__PROMPT__. Exact copies of all records below are needed.

--------------------

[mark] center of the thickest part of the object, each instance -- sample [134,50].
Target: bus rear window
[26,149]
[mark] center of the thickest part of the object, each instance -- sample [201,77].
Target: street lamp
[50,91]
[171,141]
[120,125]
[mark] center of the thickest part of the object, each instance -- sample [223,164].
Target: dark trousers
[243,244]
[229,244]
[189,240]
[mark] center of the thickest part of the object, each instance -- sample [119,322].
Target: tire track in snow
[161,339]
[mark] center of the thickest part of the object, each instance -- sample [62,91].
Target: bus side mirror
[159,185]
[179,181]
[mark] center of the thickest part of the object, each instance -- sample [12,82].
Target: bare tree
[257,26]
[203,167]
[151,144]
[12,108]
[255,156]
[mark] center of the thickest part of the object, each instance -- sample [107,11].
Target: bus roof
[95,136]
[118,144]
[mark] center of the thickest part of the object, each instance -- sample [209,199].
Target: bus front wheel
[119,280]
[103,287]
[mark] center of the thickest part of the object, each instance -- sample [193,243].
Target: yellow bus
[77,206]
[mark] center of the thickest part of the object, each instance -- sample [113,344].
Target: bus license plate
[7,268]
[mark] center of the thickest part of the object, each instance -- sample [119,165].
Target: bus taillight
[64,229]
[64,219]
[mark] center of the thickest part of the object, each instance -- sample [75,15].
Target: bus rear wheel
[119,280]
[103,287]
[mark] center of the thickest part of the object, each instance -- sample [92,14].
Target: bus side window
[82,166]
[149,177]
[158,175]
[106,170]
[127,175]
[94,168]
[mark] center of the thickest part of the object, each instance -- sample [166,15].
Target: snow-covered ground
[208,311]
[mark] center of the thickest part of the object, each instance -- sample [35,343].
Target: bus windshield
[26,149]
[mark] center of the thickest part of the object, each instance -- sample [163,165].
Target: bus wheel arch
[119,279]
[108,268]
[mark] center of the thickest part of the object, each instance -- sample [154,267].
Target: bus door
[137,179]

--------------------

__ANSWER AREA__.
[mark] center of the thickest part of the object, each instance -- sample [134,50].
Target: bus rear window
[26,149]
[mark] center of the thickest part of the object, each instance -- sample [201,77].
Target: street lamp
[50,91]
[171,141]
[120,125]
[mark] center of the thickest part of the object, each instance -- sample [223,164].
Target: dark trousers
[243,244]
[229,244]
[189,240]
[mark] center of the thickest part of the object, each instance -- sample [119,322].
Target: tire track in snow
[161,339]
[mark] center of the thickest part of the object, each instance -- sample [62,91].
Target: bus side mirror
[159,185]
[179,181]
[mark] center of the thickest part of the object, each instance -- sample [12,82].
Target: bare tree
[257,26]
[203,167]
[151,144]
[12,108]
[255,156]
[mark] center of the thickest part of the object, each instance -- sample [107,11].
Target: bus roof
[95,136]
[118,144]
[mark] center of the thickest part of the object, each instance -- sample [209,199].
Target: bus front wheel
[119,280]
[103,287]
[mark] center of the thickest part of the object, each instance -- sample [193,243].
Target: yellow bus
[77,206]
[mark] center of the thickest part of the object, each instance -- sample [113,344].
Target: bus license plate
[7,268]
[mark] center of the thickest part of the object, each instance -- sample [119,165].
Target: bus taillight
[64,229]
[64,219]
[mark] center of the thickest part of the object, each instance -- sample [75,15].
Target: bus rear wheel
[119,280]
[103,287]
[mark] center of the thickest part of the object, each instance -- sample [92,14].
Target: bus side window
[82,166]
[149,177]
[158,175]
[106,170]
[127,175]
[94,168]
[mark] center of the thickest part of the object, each instance -- sample [166,15].
Target: snow-covered ground
[208,311]
[mark] center of the thickest part of the object, each instance -- sample [35,343].
Target: bus windshield
[26,149]
[mark] center of the thickest part of the object, each instance -- sample [163,165].
Target: bus wheel arch
[119,279]
[108,268]
[mark] center of the thickest part of the object, each instance -- sample [154,267].
Target: bus door
[137,179]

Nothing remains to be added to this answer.